▸ DIRECTIONS: Locate each line in the data below that contains the string "field", and copy those lines out in full.

▸ TASK DATA:
■ ■ ■

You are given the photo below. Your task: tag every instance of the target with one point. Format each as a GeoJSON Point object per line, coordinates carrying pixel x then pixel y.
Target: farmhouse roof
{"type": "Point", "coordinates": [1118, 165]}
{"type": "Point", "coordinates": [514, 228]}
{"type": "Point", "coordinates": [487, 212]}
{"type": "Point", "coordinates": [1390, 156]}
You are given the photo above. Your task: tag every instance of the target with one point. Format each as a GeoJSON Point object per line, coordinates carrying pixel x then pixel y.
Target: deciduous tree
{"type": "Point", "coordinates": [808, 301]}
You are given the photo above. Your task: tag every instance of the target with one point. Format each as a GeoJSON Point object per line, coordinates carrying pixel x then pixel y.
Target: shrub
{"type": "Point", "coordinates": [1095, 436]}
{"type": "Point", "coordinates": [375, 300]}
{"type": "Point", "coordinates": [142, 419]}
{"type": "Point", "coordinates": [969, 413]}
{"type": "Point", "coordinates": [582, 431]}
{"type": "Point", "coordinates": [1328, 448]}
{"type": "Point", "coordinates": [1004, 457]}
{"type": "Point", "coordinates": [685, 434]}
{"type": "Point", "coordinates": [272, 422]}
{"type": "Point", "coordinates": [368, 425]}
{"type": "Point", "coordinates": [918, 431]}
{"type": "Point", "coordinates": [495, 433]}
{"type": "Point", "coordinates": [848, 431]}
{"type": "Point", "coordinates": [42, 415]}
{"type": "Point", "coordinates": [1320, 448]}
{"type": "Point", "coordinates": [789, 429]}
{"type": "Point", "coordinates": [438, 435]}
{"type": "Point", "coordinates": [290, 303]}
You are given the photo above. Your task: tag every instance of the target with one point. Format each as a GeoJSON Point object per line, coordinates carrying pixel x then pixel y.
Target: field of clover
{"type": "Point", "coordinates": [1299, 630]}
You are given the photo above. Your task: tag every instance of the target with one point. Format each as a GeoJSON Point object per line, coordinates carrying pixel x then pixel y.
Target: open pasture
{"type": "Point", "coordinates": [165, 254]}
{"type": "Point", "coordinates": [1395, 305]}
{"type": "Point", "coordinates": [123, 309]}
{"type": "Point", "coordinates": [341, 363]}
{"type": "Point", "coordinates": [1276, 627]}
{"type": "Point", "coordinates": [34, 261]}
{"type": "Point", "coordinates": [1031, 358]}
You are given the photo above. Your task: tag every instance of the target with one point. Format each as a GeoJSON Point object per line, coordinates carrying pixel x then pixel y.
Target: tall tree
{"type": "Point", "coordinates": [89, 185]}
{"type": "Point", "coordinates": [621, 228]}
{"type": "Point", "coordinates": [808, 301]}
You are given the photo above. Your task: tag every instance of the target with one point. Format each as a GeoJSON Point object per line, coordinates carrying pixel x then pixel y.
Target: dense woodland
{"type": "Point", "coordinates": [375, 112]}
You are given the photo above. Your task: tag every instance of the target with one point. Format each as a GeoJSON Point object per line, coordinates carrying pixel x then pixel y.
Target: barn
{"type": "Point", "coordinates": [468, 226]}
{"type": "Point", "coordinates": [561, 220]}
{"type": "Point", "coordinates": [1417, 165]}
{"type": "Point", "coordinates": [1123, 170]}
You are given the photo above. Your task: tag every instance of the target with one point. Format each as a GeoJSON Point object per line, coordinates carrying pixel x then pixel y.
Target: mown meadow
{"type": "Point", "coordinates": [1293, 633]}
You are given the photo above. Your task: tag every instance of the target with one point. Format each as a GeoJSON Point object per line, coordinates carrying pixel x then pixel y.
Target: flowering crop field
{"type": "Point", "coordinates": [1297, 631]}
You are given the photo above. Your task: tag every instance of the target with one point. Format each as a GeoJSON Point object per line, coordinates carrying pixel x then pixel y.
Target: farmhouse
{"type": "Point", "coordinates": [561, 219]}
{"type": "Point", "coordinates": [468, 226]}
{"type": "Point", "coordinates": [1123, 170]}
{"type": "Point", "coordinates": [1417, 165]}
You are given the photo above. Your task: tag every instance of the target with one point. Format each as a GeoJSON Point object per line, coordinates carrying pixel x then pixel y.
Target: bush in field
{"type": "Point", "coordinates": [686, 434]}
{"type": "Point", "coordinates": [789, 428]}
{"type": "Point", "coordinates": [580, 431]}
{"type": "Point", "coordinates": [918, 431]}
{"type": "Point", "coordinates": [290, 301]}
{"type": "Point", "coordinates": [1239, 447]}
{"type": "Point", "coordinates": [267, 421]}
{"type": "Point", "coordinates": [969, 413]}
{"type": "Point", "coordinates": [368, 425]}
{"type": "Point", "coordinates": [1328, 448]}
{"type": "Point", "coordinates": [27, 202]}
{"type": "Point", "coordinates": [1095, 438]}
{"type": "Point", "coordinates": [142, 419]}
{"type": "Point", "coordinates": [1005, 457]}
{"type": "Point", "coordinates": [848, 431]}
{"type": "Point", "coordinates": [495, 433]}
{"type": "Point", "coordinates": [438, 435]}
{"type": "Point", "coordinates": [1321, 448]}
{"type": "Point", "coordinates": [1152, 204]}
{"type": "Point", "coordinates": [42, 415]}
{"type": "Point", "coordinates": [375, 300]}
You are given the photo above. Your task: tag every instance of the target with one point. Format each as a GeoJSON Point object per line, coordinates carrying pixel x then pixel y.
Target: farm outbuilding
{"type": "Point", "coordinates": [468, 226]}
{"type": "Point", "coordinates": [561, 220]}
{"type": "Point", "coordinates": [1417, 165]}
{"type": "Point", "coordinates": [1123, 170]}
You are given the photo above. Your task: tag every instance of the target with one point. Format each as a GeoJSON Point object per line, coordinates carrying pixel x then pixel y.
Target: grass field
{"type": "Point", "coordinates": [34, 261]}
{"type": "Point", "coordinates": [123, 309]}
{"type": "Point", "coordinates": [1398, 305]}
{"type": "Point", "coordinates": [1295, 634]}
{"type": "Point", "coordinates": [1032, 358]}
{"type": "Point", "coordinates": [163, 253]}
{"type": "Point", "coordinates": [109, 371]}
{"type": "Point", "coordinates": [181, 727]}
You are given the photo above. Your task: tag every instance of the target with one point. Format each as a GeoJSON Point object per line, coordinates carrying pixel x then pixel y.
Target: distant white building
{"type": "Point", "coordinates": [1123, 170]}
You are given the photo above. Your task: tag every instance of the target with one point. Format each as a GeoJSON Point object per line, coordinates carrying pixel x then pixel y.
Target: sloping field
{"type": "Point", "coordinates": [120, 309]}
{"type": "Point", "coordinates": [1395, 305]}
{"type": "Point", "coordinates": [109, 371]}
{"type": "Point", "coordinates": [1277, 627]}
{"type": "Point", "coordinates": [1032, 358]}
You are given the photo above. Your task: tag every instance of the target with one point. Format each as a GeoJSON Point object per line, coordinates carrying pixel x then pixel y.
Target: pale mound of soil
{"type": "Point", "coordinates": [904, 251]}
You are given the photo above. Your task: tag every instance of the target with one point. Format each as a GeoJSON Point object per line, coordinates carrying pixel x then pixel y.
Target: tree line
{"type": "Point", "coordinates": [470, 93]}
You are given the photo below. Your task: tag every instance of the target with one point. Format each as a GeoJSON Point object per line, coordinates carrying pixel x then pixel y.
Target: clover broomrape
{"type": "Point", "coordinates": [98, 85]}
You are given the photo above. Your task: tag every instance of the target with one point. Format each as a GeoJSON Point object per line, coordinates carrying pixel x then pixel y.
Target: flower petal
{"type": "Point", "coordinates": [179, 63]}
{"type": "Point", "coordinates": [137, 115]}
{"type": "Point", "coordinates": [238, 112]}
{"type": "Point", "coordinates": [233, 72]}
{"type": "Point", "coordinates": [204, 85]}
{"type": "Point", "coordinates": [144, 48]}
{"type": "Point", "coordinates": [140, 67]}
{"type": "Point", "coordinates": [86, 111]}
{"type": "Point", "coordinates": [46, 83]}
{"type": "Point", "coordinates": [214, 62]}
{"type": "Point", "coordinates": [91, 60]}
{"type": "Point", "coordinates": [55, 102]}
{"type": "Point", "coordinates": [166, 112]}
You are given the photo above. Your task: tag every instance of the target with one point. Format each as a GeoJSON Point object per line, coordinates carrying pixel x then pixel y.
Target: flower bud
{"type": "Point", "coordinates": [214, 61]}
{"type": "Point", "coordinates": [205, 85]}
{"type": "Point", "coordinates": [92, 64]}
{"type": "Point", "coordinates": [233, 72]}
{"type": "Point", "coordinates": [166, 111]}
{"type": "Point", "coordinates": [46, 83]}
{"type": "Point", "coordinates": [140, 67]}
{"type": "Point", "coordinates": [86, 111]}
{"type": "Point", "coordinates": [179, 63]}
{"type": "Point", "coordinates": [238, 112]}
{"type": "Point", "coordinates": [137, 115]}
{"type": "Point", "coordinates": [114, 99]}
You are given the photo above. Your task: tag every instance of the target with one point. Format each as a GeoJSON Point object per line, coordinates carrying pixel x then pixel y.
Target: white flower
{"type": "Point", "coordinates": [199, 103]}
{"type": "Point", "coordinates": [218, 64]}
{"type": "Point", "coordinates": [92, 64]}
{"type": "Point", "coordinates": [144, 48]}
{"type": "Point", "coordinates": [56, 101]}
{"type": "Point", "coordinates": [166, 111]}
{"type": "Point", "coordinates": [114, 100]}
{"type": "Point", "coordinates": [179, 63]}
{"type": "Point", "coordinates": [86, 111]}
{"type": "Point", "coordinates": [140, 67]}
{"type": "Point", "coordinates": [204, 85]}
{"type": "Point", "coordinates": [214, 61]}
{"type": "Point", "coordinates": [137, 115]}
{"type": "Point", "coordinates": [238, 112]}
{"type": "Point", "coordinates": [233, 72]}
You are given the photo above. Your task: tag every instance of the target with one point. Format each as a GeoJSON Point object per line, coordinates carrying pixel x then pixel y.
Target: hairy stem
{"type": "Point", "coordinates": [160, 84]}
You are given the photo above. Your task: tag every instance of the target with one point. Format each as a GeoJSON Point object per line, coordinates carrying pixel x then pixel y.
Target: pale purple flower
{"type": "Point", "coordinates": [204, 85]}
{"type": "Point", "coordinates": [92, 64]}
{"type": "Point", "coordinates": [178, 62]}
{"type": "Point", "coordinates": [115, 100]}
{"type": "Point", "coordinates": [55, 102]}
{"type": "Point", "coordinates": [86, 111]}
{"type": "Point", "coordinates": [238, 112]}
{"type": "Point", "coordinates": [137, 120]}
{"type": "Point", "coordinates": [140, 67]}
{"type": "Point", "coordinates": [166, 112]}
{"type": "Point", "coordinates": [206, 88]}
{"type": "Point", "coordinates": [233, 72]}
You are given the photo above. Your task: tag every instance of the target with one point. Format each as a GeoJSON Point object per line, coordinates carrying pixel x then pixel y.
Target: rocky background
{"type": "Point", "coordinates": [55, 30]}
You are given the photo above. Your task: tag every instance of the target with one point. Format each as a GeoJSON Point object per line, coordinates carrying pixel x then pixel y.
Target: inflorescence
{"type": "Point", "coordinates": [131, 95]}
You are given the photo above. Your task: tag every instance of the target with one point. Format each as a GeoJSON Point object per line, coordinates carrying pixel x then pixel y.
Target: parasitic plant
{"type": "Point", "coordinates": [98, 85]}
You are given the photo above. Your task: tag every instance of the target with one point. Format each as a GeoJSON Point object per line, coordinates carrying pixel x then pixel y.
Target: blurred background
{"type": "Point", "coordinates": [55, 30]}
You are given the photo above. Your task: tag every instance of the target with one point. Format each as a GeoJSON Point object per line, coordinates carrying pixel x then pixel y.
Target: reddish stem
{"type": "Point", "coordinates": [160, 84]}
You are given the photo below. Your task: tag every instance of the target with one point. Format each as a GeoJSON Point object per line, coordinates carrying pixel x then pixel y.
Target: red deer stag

■ ■ ■

▸ FULL RESPONSE:
Target: field of clover
Target: flowering crop field
Target: bush in field
Target: grass field
Target: sloping field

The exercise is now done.